Doubt it. As nice as it would be, there is a lot more money in the mobile tank these days with everyone wanting a mobile rig and all. The computer market however, is already pretty crowded with stuff like amplitube, revalver, and all the other ones that are out there.


----------



## HyVriD (Jan 15, 2014)

Fretless said:


> Doubt it. As nice as it would be, there is a lot more money in the mobile tank these days with everyone wanting a mobile rig and all. The computer market however, is already pretty crowded with stuff like amplitube, revalver, and all the other ones that are out there.



Muhahahah yes they are!


https://fbcdn-sphotos-e-a.akamaihd.net/hphotos-ak-prn1/1504242_721176931233973_1843872393_o.jpg



Spinedriver said:


> I wonder if Postive Grid will ever expand beyond the iOS platform. As a non-Apple user, it would be nice to be able to try it out on a PC.



https://fbcdn-sphotos-e-a.akamaihd.net/hphotos-ak-prn1/1504242_721176931233973_1843872393_o.jpg


----------



## sage (Jan 16, 2014)

The first two sounded like real amps. The third one sounded a little over processed. I'd be super interested to know which amps the modellers were attempting to replicate. 

Either way, if all three of those clips are direct to the board with no added treatment and are all stock profiles/models that come with the product, those are outstanding examples of where digital tech is for recording. Leaps and bounds better than the L6 stuff that I hated in the late 90's and so much easier than mic'ing up real amps. I may have to look into BIAS as a replacement for the Kemper. Couldn't love it for live use, but would like some other options for recording.


----------



## wakjob (Jan 16, 2014)

My guess?

1) Positive Grid
2) Axe Fx
3) KPA


----------



## Fretless (Jan 16, 2014)

HyVriD said:


> Muhahahah yes they are!
> 
> 
> https://fbcdn-sphotos-e-a.akamaihd.net/hphotos-ak-prn1/1504242_721176931233973_1843872393_o.jpg



He was asking about non-apple platforms


----------



## HyVriD (Jan 17, 2014)

Fretless said:


> He was asking about non-apple platforms



It will be for PC as well most probably


----------



## 82DMC12 (Jan 17, 2014)

If it's a plugin such as for Ableton Live in that pic, it will work for PC too. 

I'm wondering about Android? I already have an android tab for myself, a Windows tab for work... I really don't need an ipad just for jamup no matter how cool it looks.


----------



## Steinmetzify (Jan 17, 2014)

sage said:


> The first two sounded like real amps. The third one sounded a little over processed. I'd be super interested to know which amps the modellers were attempting to replicate.

****************

◆ Stated task 1:
Translate this sentence from the forum thread into Spanish: "The first two sounded like real amps."
The forum thread and the rows have no connection to each other.

Coordinate labeling rows
****************

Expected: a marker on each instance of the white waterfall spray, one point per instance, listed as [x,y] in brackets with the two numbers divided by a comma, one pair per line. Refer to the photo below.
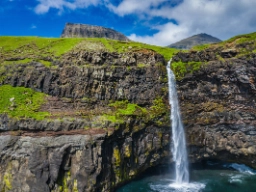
[178,137]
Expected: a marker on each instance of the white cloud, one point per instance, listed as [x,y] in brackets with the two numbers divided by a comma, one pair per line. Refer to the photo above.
[134,6]
[220,18]
[45,5]
[33,27]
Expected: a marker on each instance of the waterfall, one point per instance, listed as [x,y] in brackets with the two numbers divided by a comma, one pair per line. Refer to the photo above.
[178,137]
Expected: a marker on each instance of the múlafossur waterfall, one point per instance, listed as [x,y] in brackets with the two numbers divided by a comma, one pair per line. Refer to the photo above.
[178,136]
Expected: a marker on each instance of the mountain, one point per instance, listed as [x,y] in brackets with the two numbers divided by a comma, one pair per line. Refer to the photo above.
[83,30]
[199,39]
[90,115]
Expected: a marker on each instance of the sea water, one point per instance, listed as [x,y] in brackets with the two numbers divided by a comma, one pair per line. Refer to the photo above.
[212,177]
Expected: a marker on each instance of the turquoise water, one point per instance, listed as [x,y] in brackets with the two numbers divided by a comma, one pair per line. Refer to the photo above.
[211,177]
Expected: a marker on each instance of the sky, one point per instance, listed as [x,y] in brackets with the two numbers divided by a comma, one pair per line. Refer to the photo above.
[157,22]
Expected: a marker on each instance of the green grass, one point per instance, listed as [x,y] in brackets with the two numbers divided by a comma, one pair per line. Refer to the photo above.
[123,108]
[241,38]
[180,69]
[21,102]
[57,46]
[38,47]
[200,47]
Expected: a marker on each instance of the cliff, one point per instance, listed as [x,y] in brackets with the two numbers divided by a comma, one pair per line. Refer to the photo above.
[96,110]
[83,114]
[83,30]
[217,89]
[195,40]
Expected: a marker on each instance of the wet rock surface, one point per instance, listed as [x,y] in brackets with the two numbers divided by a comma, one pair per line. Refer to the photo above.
[219,111]
[83,30]
[77,148]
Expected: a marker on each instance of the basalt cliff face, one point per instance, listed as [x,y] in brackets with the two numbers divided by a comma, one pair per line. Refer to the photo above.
[218,104]
[104,117]
[83,30]
[106,121]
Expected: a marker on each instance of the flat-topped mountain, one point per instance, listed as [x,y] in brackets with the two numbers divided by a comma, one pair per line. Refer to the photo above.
[83,30]
[199,39]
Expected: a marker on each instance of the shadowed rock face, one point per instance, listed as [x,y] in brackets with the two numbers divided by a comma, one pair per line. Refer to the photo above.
[78,149]
[82,30]
[218,107]
[199,39]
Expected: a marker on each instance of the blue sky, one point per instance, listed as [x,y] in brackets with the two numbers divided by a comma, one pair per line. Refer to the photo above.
[159,22]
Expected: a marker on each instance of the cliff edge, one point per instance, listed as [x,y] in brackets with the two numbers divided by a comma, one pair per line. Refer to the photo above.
[83,30]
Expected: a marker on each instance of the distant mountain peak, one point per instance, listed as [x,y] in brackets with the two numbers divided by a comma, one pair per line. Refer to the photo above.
[194,40]
[85,30]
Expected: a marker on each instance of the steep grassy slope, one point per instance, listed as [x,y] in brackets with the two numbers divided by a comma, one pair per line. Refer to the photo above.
[187,62]
[52,48]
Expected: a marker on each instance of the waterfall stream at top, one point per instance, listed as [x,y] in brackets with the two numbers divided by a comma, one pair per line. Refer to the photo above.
[178,136]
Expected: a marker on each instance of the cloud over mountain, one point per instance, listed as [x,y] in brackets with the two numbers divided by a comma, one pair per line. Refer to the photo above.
[178,19]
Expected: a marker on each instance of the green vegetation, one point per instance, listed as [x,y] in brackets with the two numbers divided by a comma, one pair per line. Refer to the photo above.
[180,68]
[241,39]
[37,48]
[21,102]
[158,108]
[124,108]
[200,47]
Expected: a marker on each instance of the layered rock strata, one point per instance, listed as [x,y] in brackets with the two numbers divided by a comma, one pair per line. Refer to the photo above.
[83,30]
[218,106]
[86,144]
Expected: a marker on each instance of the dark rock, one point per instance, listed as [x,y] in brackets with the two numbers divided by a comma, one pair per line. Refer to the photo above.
[82,30]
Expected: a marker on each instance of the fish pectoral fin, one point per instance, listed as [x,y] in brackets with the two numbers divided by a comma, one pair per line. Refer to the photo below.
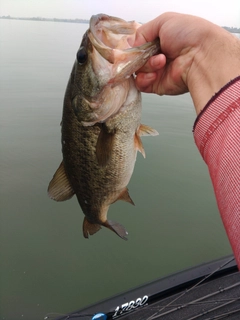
[59,188]
[90,228]
[104,145]
[124,195]
[117,228]
[138,144]
[144,130]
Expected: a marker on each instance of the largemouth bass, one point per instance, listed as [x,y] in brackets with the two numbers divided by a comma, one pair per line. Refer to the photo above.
[101,122]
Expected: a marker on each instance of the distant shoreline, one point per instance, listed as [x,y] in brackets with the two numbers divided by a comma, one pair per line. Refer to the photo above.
[46,19]
[230,29]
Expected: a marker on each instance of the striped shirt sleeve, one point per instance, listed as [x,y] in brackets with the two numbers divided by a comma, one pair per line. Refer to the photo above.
[217,136]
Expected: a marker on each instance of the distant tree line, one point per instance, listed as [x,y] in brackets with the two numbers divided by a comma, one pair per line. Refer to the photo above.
[230,29]
[47,19]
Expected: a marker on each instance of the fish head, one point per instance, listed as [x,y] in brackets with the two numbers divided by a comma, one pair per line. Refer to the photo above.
[104,64]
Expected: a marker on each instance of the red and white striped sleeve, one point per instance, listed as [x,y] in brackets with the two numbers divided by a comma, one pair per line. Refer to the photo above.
[217,136]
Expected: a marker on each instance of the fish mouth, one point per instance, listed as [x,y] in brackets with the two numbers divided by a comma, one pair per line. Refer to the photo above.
[112,37]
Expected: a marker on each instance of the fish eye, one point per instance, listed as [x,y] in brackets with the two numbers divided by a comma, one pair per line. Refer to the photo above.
[82,55]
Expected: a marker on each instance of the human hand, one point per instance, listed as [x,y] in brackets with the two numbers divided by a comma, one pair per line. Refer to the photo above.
[197,56]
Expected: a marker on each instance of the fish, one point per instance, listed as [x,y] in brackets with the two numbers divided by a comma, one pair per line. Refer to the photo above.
[101,122]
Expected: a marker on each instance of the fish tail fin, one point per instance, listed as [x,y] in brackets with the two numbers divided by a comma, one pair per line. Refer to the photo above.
[117,228]
[90,228]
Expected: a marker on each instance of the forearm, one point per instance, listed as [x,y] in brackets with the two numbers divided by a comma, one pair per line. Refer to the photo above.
[216,63]
[217,135]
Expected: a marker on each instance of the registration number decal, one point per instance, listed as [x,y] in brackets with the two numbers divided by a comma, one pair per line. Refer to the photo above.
[129,306]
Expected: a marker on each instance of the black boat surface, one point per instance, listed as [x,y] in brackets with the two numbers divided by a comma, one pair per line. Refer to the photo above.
[208,291]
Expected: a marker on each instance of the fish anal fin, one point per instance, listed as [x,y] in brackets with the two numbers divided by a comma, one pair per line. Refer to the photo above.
[117,228]
[104,145]
[145,130]
[138,144]
[59,188]
[124,195]
[90,228]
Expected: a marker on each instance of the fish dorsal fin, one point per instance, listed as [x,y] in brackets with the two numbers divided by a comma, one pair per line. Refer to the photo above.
[59,188]
[104,145]
[117,228]
[90,228]
[144,130]
[138,144]
[124,195]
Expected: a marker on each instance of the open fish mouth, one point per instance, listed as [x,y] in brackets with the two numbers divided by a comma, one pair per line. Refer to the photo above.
[112,38]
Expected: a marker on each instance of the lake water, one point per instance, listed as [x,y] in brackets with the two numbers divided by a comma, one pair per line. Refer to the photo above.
[45,263]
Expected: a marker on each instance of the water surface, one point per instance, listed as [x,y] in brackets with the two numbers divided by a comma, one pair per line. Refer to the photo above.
[46,265]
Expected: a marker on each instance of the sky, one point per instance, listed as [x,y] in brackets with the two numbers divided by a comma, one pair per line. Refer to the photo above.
[221,12]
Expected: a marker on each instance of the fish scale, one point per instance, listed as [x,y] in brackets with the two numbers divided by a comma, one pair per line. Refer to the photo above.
[101,126]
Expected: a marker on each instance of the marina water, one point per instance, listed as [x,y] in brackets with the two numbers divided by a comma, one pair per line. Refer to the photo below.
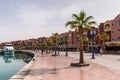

****************

◆ Stated task 2:
Retype the part of the rows that opens with the line containing "Expected: a marker on each instance of the fish dorsal" and runs through the end of the rows, and leave the pictures out of your answer.

◆ Full solution 1:
Los dos primeros sonaban como amplificadores reales.

◆ Full solution 2:
Expected: a marker on each instance of the fish dorsal fin, one point per instance, listed as [x,y] in brackets with the two numbers divided by a comma, one pair per line. Refer to the photo above.
[59,188]
[104,145]
[117,228]
[90,228]
[144,130]
[138,144]
[124,195]
Expected: a marker on each instance of the open fish mouth, one point per instance, listed as [x,y] in brackets with the two numbers divided by a comma, one pair per line. Refer to the photo above.
[112,38]
Expected: a marker on each instance of the lake water, one point per instance, listed as [x,y] in brackets with the two numbers divided by a comma, one pair per line. Refer to the photo above.
[45,263]
Expected: a marker on each instance of the water surface, one point per instance, listed as [x,y] in brackets with the two numbers divided by a comma, one pair per line. Refer to the photo above.
[46,265]
Expected: a marker on each instance of the sky, one point per instance, listed as [x,y] in brackets with the two numbers divided by a comma, one pair per line. Refer to the photo above.
[221,12]
Expected: a marker on each instance of the fish scale, one point per instance, listed as [x,y] in brackets with the two numbers divided by a comma, one pair per line. Refer to the photo above.
[101,126]
Expected: a marker on each instance of the marina water, one point per instance, listed as [x,y] in brackets with the two numbers divided by a comma, one pair per line. Refer to the photo below.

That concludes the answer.